Work instruction |
Reproduce the entries exactly, beginning with the line containing "[point] at the sideline" and ending with their last line, both included.

———

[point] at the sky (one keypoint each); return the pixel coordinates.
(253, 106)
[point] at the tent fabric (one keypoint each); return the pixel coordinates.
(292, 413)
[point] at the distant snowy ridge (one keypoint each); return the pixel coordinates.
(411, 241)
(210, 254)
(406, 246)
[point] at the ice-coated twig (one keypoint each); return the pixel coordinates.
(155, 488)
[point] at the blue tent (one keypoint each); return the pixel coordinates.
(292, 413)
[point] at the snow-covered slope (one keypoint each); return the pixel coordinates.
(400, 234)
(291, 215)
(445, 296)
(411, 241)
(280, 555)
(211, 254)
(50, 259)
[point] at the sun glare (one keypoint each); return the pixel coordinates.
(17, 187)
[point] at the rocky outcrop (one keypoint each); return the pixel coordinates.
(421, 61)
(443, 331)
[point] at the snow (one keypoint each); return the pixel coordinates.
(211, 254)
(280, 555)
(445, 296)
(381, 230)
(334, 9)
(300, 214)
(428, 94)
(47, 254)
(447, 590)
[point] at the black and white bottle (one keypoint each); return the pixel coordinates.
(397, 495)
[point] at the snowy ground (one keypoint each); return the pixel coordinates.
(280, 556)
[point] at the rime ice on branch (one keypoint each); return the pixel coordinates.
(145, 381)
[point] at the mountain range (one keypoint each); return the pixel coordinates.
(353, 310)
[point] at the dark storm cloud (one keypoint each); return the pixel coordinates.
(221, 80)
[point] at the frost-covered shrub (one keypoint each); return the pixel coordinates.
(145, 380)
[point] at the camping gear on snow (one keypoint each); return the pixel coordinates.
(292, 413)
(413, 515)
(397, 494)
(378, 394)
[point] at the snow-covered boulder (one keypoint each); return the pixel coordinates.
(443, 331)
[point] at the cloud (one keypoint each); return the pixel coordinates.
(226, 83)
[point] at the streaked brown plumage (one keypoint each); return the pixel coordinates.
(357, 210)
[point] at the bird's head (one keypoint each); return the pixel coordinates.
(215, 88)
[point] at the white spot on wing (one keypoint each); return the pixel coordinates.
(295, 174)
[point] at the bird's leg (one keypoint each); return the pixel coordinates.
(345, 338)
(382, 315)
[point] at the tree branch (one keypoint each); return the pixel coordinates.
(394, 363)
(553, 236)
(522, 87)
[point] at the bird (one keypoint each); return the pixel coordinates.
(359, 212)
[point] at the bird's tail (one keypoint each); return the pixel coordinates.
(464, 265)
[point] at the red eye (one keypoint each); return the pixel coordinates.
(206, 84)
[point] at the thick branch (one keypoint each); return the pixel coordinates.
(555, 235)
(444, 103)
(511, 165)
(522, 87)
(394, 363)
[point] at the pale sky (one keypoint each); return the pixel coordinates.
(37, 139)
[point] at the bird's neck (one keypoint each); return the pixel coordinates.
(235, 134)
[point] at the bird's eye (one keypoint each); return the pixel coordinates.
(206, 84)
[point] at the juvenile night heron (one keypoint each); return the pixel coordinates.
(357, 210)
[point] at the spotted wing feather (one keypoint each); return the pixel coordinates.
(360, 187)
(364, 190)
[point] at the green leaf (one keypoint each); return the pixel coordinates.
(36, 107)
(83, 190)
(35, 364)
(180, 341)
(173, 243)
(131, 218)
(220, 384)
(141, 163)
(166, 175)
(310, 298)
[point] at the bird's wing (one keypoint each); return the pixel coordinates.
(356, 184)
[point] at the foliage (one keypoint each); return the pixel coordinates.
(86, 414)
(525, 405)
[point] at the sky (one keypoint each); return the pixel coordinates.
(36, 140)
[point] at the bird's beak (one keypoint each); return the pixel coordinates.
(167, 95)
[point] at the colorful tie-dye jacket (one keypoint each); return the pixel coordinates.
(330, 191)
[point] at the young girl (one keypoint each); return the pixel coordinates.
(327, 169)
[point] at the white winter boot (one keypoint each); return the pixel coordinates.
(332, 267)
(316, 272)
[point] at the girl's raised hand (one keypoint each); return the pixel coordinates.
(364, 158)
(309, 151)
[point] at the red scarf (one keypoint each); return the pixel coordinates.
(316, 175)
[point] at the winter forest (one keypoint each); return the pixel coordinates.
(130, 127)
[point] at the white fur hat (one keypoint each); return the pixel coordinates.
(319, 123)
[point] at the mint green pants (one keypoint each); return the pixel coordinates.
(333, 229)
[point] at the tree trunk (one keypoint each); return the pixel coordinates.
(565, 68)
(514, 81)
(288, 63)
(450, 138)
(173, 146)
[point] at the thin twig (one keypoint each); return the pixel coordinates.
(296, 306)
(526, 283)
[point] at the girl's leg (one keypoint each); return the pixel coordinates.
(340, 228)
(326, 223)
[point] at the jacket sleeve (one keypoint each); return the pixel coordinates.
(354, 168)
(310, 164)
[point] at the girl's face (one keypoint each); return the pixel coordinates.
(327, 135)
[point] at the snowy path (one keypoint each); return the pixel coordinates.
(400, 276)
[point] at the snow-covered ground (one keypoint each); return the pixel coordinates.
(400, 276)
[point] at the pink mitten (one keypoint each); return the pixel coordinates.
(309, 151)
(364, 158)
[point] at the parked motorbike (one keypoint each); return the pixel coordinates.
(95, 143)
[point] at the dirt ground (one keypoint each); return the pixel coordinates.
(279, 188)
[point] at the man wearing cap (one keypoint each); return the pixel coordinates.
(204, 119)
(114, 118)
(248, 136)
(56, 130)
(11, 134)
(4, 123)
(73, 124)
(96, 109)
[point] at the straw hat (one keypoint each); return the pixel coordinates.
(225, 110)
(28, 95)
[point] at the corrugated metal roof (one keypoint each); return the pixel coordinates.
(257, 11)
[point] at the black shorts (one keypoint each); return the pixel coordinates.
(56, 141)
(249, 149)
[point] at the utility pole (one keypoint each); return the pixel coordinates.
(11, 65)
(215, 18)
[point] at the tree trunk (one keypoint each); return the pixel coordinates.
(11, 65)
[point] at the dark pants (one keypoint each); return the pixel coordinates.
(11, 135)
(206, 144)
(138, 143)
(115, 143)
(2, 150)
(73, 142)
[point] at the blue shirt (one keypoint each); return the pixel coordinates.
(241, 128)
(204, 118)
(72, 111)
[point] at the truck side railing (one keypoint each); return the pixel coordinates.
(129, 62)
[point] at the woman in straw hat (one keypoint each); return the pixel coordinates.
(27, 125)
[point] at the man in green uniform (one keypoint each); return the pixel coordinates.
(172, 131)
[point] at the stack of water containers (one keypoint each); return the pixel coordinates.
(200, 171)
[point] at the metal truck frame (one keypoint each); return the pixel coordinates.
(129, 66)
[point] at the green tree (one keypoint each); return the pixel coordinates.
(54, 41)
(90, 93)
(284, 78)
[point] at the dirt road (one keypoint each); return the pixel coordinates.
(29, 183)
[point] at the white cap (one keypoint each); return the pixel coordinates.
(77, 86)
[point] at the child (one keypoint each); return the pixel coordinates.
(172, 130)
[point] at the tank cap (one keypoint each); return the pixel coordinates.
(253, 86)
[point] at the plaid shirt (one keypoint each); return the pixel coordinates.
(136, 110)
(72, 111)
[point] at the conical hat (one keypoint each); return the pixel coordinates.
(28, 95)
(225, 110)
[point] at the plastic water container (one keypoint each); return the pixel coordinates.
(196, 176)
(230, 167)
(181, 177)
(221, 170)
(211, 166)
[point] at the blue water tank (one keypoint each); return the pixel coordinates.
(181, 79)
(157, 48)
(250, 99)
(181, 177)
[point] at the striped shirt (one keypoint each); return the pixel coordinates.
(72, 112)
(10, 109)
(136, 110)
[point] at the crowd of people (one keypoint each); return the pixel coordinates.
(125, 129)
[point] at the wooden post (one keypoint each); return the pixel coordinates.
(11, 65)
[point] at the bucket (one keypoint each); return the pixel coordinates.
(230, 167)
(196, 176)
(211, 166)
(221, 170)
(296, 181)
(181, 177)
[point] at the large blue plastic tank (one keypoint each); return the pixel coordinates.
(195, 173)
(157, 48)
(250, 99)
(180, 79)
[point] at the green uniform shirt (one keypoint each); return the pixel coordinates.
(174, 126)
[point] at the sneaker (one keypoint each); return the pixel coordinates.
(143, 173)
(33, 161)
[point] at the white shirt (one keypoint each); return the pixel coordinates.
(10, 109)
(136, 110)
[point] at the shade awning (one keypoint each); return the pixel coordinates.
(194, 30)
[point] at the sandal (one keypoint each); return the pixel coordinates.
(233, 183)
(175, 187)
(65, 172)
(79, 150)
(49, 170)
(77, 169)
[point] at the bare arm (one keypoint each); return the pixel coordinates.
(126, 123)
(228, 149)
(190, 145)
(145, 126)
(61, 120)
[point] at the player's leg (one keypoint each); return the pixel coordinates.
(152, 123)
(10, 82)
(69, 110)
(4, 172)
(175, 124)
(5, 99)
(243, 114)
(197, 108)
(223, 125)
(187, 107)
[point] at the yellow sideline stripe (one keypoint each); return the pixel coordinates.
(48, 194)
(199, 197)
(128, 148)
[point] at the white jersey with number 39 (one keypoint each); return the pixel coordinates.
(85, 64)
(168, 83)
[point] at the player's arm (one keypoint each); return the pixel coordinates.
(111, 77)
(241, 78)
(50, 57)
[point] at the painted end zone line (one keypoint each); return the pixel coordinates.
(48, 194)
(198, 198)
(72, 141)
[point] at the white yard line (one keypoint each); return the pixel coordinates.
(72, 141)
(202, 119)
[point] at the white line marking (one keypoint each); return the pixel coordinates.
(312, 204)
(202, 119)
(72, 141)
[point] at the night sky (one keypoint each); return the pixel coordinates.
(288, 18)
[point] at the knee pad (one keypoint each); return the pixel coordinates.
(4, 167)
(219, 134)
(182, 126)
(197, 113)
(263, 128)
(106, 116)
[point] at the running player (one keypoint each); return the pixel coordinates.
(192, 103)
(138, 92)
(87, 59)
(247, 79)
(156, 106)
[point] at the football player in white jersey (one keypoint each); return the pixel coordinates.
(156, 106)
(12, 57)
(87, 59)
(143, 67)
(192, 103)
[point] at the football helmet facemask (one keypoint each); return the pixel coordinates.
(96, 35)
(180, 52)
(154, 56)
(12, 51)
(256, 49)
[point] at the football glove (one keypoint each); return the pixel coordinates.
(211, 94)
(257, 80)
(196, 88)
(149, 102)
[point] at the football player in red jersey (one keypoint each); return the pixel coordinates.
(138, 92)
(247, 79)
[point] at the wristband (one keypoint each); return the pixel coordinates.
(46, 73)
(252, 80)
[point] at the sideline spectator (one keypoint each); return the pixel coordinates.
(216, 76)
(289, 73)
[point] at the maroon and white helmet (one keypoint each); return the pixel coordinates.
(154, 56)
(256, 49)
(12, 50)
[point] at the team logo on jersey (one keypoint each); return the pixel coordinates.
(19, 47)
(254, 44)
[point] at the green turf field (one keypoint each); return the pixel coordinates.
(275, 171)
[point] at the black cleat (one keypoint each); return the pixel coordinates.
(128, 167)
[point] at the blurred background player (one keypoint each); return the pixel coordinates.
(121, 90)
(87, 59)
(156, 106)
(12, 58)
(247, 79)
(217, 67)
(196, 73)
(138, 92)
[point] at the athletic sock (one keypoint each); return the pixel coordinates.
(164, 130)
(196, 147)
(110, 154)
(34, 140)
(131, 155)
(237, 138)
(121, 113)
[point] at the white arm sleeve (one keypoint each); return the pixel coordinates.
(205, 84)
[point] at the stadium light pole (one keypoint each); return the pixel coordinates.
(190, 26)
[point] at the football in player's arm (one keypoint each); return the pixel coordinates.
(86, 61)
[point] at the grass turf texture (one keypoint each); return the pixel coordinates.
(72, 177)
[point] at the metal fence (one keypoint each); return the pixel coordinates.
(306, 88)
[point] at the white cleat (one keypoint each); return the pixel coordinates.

———

Answer to the exercise |
[point] at the sideline spectator (one keypoint each); return the pixel coordinates.
(216, 76)
(289, 73)
[point] at the maroon and white helmet (one keypoint each); return the pixel coordinates.
(154, 56)
(256, 49)
(12, 50)
[point] at the team logo on jersey (one keypoint each); return the pixel coordinates.
(19, 47)
(254, 44)
[point] at the green turf field (one keypoint each); return the pixel coordinates.
(275, 171)
[point] at the black cleat (one keypoint each); return the pixel coordinates.
(128, 167)
[point] at the blurred background player (one keypoint each); return the pixel coordinates.
(121, 90)
(87, 59)
(156, 106)
(12, 58)
(247, 79)
(217, 67)
(196, 73)
(138, 92)
[point] at the athletic sock (one keypoint each); return the pixel coordinates.
(164, 130)
(196, 147)
(110, 154)
(34, 140)
(131, 155)
(237, 138)
(121, 113)
[point] at the white arm sleeve (one keypoint each); return the pixel coordinates.
(205, 84)
[point] at the stadium light pole (one keypoint each); return the pixel coordinates.
(190, 26)
[point] at the football in player's arm (one keypoint each); return the pixel coordinates.
(86, 61)
[point] at the grass turf texture (one keypoint each); return the pixel coordinates.
(72, 177)
[point] at the metal fence (one keypoint each); return the pixel coordinates.
(306, 88)
[point] at the white cleat (one keypoint each); return the pixel coordinates.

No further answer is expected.